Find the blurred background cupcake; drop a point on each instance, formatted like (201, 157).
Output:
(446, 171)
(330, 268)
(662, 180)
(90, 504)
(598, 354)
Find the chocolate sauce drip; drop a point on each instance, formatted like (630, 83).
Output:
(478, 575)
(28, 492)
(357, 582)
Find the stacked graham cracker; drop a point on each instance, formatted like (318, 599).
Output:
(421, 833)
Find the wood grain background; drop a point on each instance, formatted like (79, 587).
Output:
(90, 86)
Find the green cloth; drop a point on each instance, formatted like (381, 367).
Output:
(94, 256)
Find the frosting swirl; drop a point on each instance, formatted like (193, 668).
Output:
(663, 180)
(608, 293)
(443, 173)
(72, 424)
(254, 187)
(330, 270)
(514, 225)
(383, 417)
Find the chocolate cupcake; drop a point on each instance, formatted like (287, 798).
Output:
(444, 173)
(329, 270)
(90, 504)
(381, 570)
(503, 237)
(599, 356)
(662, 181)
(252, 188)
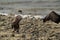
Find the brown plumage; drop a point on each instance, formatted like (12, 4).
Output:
(15, 23)
(53, 16)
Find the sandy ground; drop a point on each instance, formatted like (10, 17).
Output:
(30, 29)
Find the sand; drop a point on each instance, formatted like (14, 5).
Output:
(30, 29)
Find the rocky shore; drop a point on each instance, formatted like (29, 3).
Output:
(30, 29)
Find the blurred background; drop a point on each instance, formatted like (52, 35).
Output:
(37, 7)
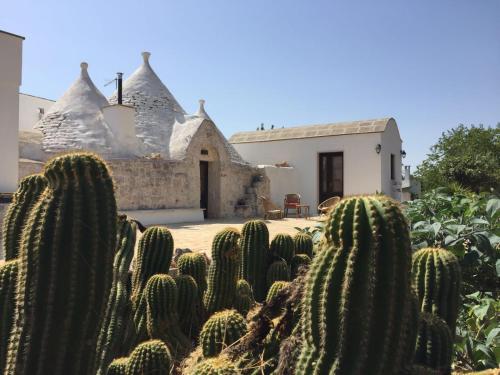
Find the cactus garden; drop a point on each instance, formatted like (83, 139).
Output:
(84, 292)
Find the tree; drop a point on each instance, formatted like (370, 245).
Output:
(467, 156)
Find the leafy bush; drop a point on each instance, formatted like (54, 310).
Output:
(478, 334)
(465, 223)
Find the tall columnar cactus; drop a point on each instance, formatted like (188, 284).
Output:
(356, 300)
(154, 255)
(298, 262)
(275, 289)
(282, 246)
(118, 367)
(113, 327)
(434, 343)
(162, 322)
(223, 271)
(150, 357)
(278, 271)
(255, 256)
(216, 366)
(66, 267)
(436, 279)
(244, 297)
(303, 244)
(195, 265)
(221, 330)
(29, 191)
(189, 305)
(8, 280)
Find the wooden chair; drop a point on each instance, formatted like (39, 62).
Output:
(325, 206)
(270, 209)
(291, 201)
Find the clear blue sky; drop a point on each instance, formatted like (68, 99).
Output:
(430, 64)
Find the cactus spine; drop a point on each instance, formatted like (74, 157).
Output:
(65, 269)
(298, 262)
(8, 280)
(303, 244)
(278, 271)
(195, 265)
(29, 191)
(221, 329)
(356, 301)
(255, 256)
(282, 247)
(244, 297)
(154, 255)
(216, 366)
(275, 289)
(189, 305)
(162, 322)
(223, 271)
(118, 367)
(436, 279)
(150, 357)
(113, 327)
(434, 343)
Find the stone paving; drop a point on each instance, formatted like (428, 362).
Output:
(198, 236)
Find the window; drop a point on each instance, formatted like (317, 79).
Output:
(393, 167)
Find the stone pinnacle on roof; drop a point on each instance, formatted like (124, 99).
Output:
(156, 109)
(201, 110)
(75, 121)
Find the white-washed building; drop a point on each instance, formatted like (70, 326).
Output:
(340, 159)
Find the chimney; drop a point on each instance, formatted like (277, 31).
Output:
(119, 79)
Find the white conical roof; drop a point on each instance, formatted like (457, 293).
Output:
(75, 121)
(156, 109)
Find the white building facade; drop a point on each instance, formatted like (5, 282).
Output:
(342, 159)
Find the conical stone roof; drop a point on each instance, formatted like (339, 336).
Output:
(156, 109)
(76, 121)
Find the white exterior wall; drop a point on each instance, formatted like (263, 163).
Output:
(10, 80)
(391, 144)
(362, 165)
(29, 110)
(283, 181)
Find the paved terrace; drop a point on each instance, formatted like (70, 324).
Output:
(198, 236)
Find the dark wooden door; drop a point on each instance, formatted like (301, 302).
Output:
(204, 187)
(331, 175)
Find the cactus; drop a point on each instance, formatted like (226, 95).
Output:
(434, 343)
(223, 271)
(357, 295)
(255, 256)
(8, 280)
(282, 247)
(189, 305)
(221, 329)
(216, 366)
(275, 289)
(303, 244)
(29, 191)
(278, 271)
(65, 274)
(195, 265)
(118, 367)
(113, 328)
(244, 297)
(150, 357)
(162, 321)
(298, 262)
(436, 279)
(154, 255)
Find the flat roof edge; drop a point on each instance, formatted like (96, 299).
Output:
(11, 34)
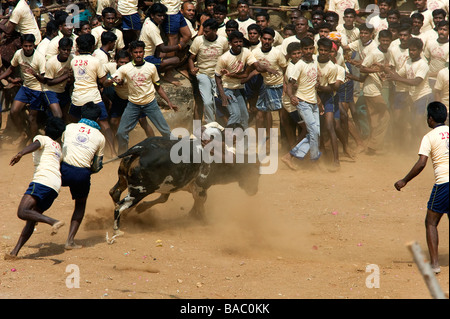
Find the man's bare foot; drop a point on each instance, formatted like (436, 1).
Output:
(56, 226)
(287, 159)
(70, 246)
(169, 78)
(10, 257)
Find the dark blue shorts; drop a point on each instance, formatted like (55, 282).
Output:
(32, 97)
(132, 22)
(345, 92)
(75, 111)
(401, 100)
(331, 104)
(173, 23)
(45, 195)
(78, 179)
(154, 60)
(439, 199)
(51, 97)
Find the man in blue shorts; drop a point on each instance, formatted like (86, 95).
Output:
(434, 145)
(82, 151)
(46, 183)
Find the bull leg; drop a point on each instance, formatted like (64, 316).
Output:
(147, 205)
(198, 210)
(126, 203)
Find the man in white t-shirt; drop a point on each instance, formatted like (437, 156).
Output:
(82, 151)
(22, 20)
(205, 52)
(32, 67)
(46, 183)
(434, 145)
(143, 84)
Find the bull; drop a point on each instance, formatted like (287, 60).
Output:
(147, 168)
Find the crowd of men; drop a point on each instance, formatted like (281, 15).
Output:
(331, 72)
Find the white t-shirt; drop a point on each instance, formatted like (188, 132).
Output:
(437, 55)
(435, 146)
(443, 86)
(273, 59)
(97, 33)
(151, 36)
(417, 69)
(25, 21)
(81, 143)
(306, 76)
(140, 79)
(127, 7)
(47, 161)
(54, 69)
(208, 53)
(86, 70)
(36, 62)
(234, 64)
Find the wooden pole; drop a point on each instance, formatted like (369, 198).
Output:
(426, 271)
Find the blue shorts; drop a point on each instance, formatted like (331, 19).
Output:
(132, 22)
(345, 92)
(154, 60)
(421, 104)
(75, 111)
(51, 97)
(331, 104)
(173, 23)
(78, 179)
(45, 195)
(270, 98)
(438, 201)
(29, 96)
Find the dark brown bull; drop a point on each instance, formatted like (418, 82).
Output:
(147, 168)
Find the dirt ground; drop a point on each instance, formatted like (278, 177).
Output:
(305, 235)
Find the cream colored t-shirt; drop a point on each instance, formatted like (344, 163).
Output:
(121, 90)
(208, 53)
(373, 84)
(234, 64)
(243, 25)
(97, 33)
(81, 143)
(326, 73)
(140, 79)
(173, 6)
(417, 69)
(127, 7)
(427, 20)
(86, 70)
(25, 21)
(286, 42)
(286, 100)
(273, 59)
(349, 36)
(442, 85)
(54, 69)
(151, 36)
(36, 62)
(306, 76)
(47, 160)
(53, 46)
(437, 55)
(102, 4)
(398, 57)
(339, 7)
(435, 146)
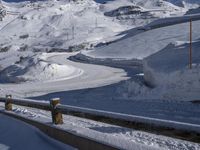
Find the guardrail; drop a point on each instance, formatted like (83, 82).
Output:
(186, 131)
::::::::::
All the records above must be retyped exactly, except for their pictures.

Find the blurred background cupcake; drop a point on each instance, formatted like (201, 157).
Output:
(446, 171)
(330, 268)
(662, 180)
(90, 504)
(598, 354)
Find the chocolate sauce drip; drop a point on each instance, formatted like (630, 83).
Output:
(478, 575)
(28, 492)
(357, 582)
Find the stacked graham cracker; drop a point on each instance, formatted like (318, 599).
Output:
(421, 833)
Find the wood grain background; drop a point on each instance, formatted like (79, 587).
Output:
(90, 86)
Find the green cloth; drop a point on each instance, formatted like (381, 367).
Output:
(94, 256)
Find the frosting swirl; drop a point on each instance, formatted like (193, 668).
Output:
(663, 180)
(608, 293)
(443, 173)
(72, 424)
(254, 187)
(330, 270)
(514, 225)
(383, 417)
Find the chocolate cupcake; drop a point on each instance, formatted like (287, 798).
Output:
(444, 173)
(329, 270)
(90, 504)
(381, 570)
(503, 237)
(599, 356)
(662, 181)
(252, 188)
Find the brown plumage; drop a point on each instance, formatted like (12, 4).
Output:
(15, 23)
(53, 16)
Find the sandy ground; drop a point on each instance, formatted like (10, 17).
Output:
(30, 29)
Find the sand; drop a point on each instance, formatted like (14, 5).
Output:
(30, 29)
Find the rocky shore; drop a point on each instance, formatted like (29, 3).
Output:
(30, 29)
Find the blurred background; drop a point on each instance, formatted like (52, 35).
Output:
(37, 7)
Find the cactus garden; drop a point on each instance, formatted like (83, 139).
Output:
(84, 292)
Find the tree; drop a point on each instance, formatted like (370, 245).
Output:
(467, 156)
Find the leafy bush; drop a point on each instance, formatted like (54, 310).
Output:
(478, 334)
(465, 223)
Find the tall columnar cactus; drop a point on each instance, formatted like (188, 284).
Output:
(356, 300)
(154, 255)
(298, 262)
(275, 289)
(282, 246)
(118, 367)
(113, 327)
(434, 343)
(162, 322)
(223, 271)
(150, 357)
(278, 271)
(255, 256)
(216, 366)
(66, 267)
(436, 279)
(244, 297)
(303, 244)
(195, 265)
(221, 330)
(29, 191)
(189, 305)
(8, 280)
Find the wooden chair; drop a point on each instance, formatted like (39, 62).
Output:
(325, 206)
(270, 209)
(291, 201)
Find the clear blue sky; drop a point on each instance, formatted like (68, 99).
Output:
(430, 64)
Find the cactus spine; drop a point on each instance, formatted like (74, 157).
Output:
(65, 269)
(298, 262)
(8, 280)
(303, 244)
(278, 271)
(195, 265)
(29, 191)
(221, 329)
(356, 301)
(255, 256)
(282, 247)
(244, 297)
(154, 255)
(216, 366)
(275, 289)
(189, 305)
(162, 322)
(223, 271)
(118, 367)
(436, 279)
(150, 357)
(113, 327)
(434, 343)
Find the stone paving; drop a point on each instance, formatted like (428, 362).
Output:
(198, 236)
Find the window; drop a point on each instance, formatted like (317, 79).
Output:
(393, 167)
Find the stone pinnacle on roof; drop a point on each instance, formatted like (124, 99).
Output:
(156, 109)
(201, 110)
(75, 121)
Find the white-washed building; drop a point on each instance, formatted like (70, 326).
Output:
(340, 159)
Find the chimney; drop a point on each instance, formatted like (277, 31).
Output:
(119, 79)
Find the white conical roof; drop a point on each instance, formatted like (457, 293).
Output:
(75, 121)
(156, 109)
Find the white building facade; drop a point on each instance, formatted like (5, 282).
Output:
(342, 159)
Find the conical stone roof; drop a point on each instance, formatted like (339, 336).
Output:
(156, 109)
(76, 121)
Find the white exterior wall; drop a point on each instance, formatted like (263, 163).
Output:
(10, 80)
(391, 144)
(362, 165)
(29, 110)
(283, 181)
Find the paved terrace; drop a point on each instance, formatted like (70, 324).
Output:
(198, 236)
Find the dark wooden door; drop a point on each instance, formatted like (301, 302).
Output:
(204, 187)
(331, 175)
Find the cactus; drop a point on each instance, formatted like (226, 95).
Output:
(434, 343)
(223, 271)
(357, 295)
(255, 256)
(8, 280)
(282, 247)
(189, 305)
(221, 329)
(216, 366)
(275, 289)
(303, 244)
(29, 191)
(278, 271)
(65, 274)
(195, 265)
(118, 367)
(113, 328)
(244, 297)
(150, 357)
(162, 321)
(298, 262)
(436, 279)
(154, 255)
Find the flat roof edge; drop a point on each instance, formatted like (96, 299).
Output:
(11, 34)
Find the man's bare foot; drop a point on each instance, formatted like (436, 1).
Output:
(56, 226)
(287, 159)
(70, 246)
(169, 78)
(10, 257)
Find the dark blue shorts; drop a point on each instance, formatted like (55, 282).
Output:
(32, 97)
(132, 22)
(345, 92)
(75, 111)
(401, 100)
(331, 104)
(173, 23)
(45, 195)
(78, 179)
(154, 60)
(439, 199)
(51, 97)
Find the man in blue shorts; drop a point on each instance, formatted like (86, 95).
Output:
(434, 145)
(82, 151)
(46, 183)
Find the bull leg; drop a point on each instance, formatted like (64, 316).
Output:
(147, 205)
(198, 210)
(126, 203)
Find the man in white t-shirt; drop a point on each instance, formatted like (437, 156).
Output:
(82, 151)
(22, 20)
(205, 52)
(32, 67)
(46, 183)
(434, 145)
(143, 84)
Find the bull; drop a point on each instance, formatted like (287, 60).
Output:
(147, 168)
Find the crowd of men; drop a point on each instance, formatted like (281, 15).
Output:
(331, 72)
Find the white t-shirt; drop a point on each instance, formatted like (188, 132).
Output:
(437, 55)
(435, 146)
(443, 86)
(273, 59)
(97, 33)
(151, 36)
(417, 69)
(25, 21)
(81, 143)
(306, 76)
(140, 79)
(127, 7)
(47, 161)
(54, 69)
(208, 53)
(86, 70)
(36, 62)
(234, 64)
Find the wooden pole; drop a point on each instance, formatted like (369, 198).
Output:
(426, 271)
Find the blue shorts; drop a point on each instance, formatted like (331, 19).
Output:
(132, 22)
(345, 92)
(154, 60)
(421, 104)
(75, 111)
(51, 97)
(331, 104)
(173, 23)
(78, 179)
(45, 195)
(270, 98)
(438, 201)
(29, 96)
Find the dark brown bull; drop a point on each instance, formatted like (418, 82).
Output:
(147, 168)
Find the dirt ground; drop a point on each instance, formatted like (278, 177).
Output:
(305, 235)
Find the cream colored t-shirt; drop a point on each instance, formatted like (344, 163).
Output:
(121, 90)
(208, 53)
(373, 84)
(234, 64)
(243, 25)
(97, 33)
(81, 143)
(326, 73)
(140, 79)
(173, 6)
(417, 69)
(127, 7)
(427, 20)
(86, 70)
(25, 21)
(286, 42)
(286, 100)
(273, 59)
(349, 36)
(442, 85)
(54, 69)
(151, 36)
(36, 62)
(306, 76)
(47, 160)
(53, 46)
(437, 55)
(102, 4)
(398, 57)
(339, 7)
(435, 146)
Find the guardrail; drop a point on each instance, formatted like (83, 82).
Output:
(186, 131)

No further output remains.